**Task to complete**. In the records below, tally each line that contains the word "negative" and give the total only.

**Supplied records**.
[Start of section]

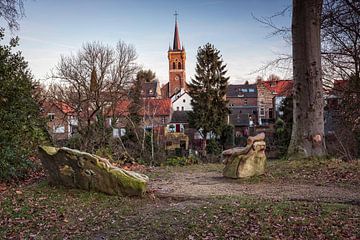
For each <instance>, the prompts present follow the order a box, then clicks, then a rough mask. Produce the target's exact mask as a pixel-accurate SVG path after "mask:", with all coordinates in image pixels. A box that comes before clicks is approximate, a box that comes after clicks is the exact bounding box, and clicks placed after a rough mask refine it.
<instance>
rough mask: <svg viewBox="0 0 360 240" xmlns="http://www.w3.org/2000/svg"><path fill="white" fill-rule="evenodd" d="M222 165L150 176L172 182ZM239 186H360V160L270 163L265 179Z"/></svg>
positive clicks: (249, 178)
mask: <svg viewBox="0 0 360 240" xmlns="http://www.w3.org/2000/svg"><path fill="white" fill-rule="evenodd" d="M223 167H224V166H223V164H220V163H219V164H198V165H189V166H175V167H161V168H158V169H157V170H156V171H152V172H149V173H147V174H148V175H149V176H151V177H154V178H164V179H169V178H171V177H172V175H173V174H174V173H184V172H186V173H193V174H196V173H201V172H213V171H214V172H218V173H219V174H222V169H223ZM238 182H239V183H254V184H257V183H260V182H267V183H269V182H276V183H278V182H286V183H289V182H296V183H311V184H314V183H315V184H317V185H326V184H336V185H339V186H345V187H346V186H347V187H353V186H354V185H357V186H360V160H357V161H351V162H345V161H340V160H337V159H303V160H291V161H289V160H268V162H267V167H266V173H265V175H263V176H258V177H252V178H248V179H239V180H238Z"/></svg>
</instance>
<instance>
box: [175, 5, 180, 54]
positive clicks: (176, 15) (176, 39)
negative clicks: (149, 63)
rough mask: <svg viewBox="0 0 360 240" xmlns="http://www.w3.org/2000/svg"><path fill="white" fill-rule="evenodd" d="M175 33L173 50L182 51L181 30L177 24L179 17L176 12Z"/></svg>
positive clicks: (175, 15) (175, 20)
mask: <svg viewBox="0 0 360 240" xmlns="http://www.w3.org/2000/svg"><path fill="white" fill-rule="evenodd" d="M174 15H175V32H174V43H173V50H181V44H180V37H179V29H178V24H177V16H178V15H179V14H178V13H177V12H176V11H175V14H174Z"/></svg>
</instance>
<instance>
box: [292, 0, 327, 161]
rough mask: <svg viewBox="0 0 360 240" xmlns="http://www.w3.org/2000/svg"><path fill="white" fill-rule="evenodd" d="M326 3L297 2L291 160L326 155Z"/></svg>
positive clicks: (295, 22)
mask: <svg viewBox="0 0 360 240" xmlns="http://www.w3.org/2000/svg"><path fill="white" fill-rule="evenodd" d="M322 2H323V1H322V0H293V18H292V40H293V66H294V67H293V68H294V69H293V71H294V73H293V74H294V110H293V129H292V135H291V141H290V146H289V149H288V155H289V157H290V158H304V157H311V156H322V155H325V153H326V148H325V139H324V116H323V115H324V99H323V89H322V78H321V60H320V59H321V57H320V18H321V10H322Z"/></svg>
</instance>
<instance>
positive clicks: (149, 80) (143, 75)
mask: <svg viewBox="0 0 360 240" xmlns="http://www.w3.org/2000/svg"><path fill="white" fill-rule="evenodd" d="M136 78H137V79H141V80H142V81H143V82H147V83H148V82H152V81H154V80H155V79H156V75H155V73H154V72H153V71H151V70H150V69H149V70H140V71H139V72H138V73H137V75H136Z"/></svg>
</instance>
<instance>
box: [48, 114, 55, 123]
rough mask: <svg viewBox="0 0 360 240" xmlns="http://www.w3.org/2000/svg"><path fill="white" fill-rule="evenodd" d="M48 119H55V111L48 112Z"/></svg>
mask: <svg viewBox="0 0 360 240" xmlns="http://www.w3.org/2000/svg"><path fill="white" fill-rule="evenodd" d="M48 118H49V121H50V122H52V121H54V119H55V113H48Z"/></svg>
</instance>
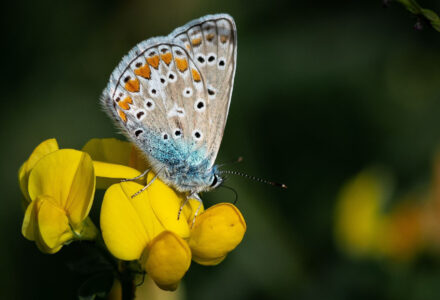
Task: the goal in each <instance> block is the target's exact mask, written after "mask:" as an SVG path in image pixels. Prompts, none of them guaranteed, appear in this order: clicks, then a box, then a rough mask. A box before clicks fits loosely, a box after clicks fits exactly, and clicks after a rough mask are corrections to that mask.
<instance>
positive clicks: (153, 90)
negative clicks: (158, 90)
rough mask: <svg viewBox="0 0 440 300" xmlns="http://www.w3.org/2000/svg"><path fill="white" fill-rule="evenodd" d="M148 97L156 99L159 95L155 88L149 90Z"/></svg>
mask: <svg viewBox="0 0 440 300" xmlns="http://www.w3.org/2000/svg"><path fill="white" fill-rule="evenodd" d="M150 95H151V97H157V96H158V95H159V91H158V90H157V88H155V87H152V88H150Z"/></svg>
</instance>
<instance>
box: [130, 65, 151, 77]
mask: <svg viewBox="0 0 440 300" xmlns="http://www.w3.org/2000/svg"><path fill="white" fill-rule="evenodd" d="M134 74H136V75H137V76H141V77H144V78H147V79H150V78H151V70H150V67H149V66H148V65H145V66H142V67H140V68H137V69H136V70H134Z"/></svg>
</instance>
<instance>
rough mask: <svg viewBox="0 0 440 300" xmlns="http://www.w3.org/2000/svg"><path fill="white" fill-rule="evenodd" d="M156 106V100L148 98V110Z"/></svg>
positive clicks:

[End of section]
[Start of section]

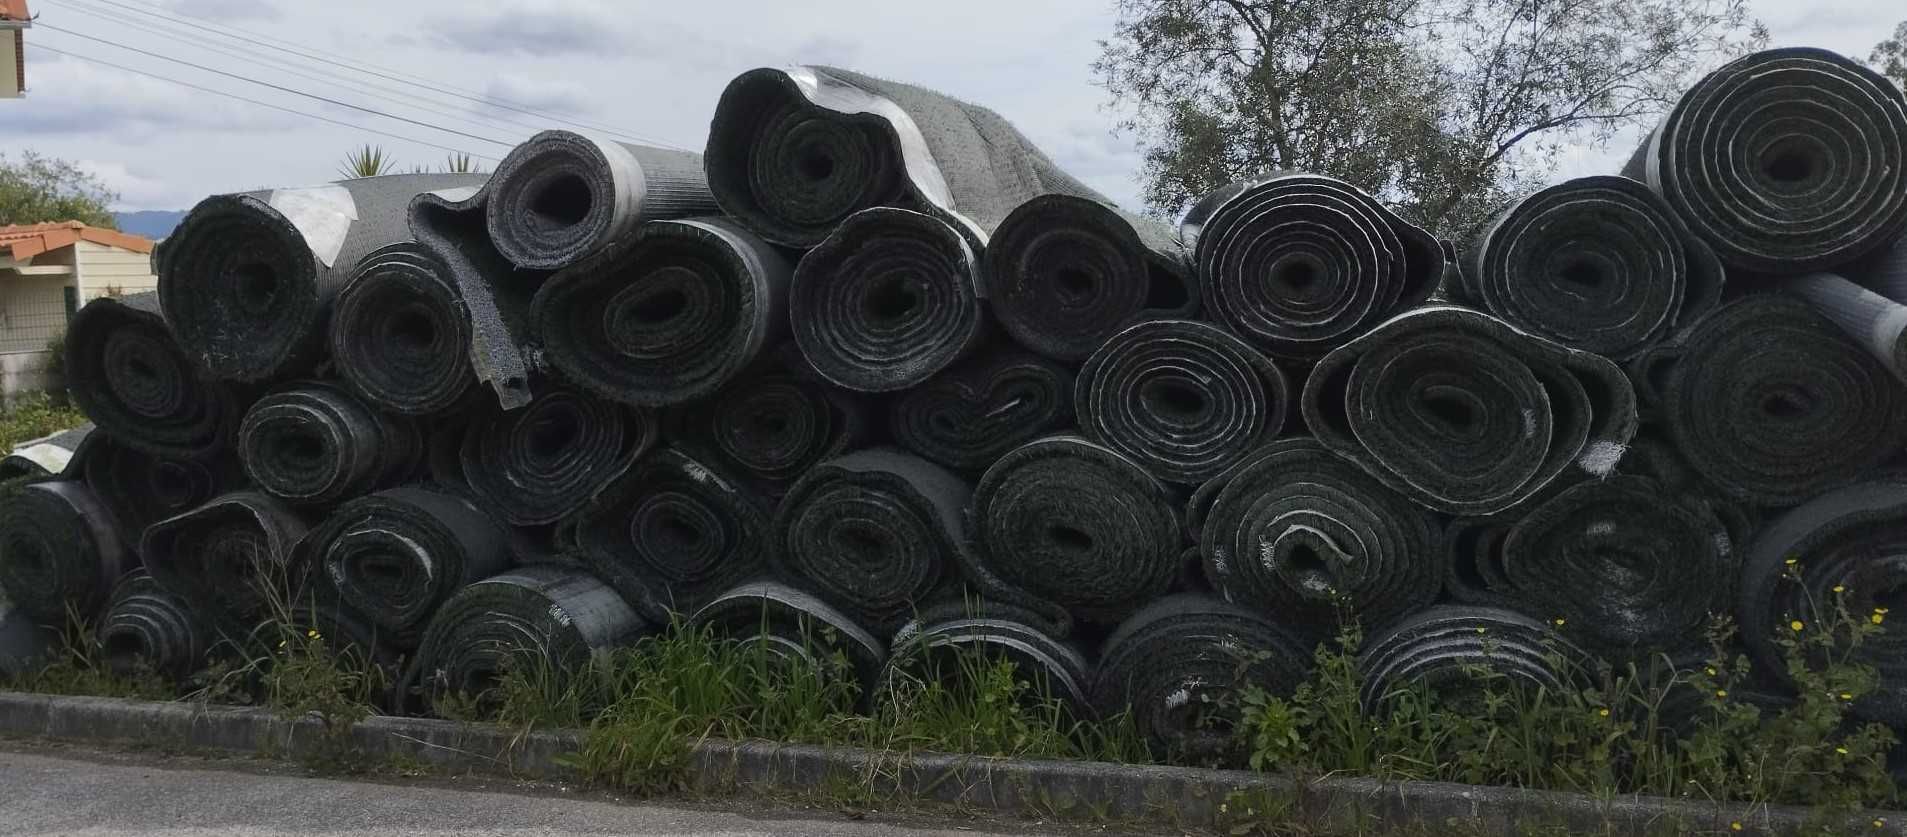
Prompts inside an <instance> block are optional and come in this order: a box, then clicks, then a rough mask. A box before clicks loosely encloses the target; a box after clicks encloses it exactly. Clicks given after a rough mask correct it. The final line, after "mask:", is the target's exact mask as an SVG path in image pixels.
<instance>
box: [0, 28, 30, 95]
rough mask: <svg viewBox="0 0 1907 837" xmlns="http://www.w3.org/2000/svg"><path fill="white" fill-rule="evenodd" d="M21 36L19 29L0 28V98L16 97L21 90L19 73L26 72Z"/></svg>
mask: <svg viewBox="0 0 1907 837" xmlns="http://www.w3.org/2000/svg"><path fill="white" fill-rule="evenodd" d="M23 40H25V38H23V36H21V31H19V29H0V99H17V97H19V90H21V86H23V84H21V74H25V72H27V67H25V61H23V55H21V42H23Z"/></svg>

[End of section]
[Start of section]

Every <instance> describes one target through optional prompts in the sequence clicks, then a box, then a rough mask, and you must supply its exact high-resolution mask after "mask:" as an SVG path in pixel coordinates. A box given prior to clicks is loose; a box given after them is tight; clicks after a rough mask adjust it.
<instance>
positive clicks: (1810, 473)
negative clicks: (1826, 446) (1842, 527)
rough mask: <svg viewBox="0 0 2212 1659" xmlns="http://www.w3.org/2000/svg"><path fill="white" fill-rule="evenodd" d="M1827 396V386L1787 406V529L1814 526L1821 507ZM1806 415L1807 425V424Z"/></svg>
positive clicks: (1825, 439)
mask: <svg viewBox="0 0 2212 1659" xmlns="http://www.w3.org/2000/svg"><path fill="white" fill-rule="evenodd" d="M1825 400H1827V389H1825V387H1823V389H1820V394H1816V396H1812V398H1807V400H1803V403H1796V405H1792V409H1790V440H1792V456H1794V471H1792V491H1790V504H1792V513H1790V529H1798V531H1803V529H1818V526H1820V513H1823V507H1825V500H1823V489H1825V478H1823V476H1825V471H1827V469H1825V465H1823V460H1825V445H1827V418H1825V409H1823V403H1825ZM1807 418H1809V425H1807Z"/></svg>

[End of section]

**Expected output**. 3